PROBLEM TO SOLVE
How many lines in the entries below contain the string "comes" with matching case? Reply with the number alone.

STORED ROWS

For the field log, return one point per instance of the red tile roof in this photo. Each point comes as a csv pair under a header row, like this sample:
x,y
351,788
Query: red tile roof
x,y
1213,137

...

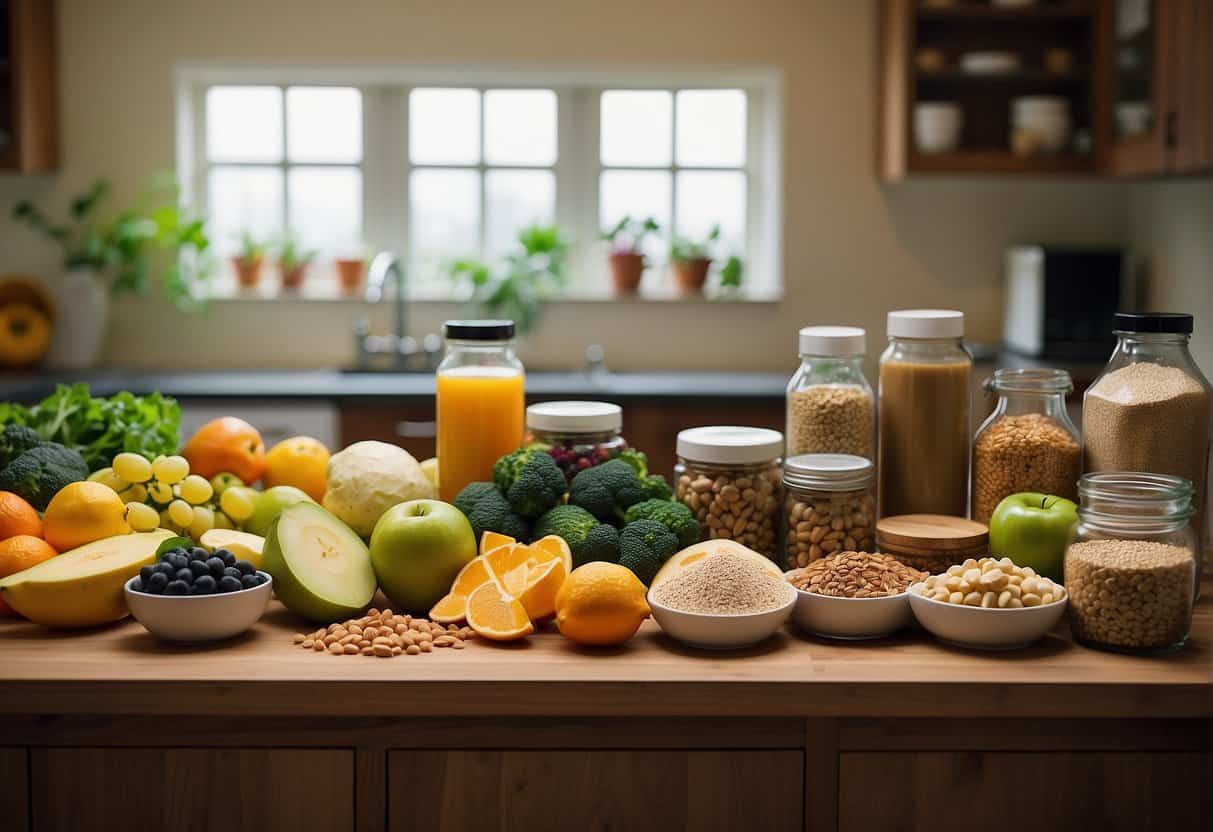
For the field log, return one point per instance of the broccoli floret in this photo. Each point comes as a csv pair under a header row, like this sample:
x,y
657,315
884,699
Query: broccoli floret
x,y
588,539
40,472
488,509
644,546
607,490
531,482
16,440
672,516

COMPLETED EXERCISE
2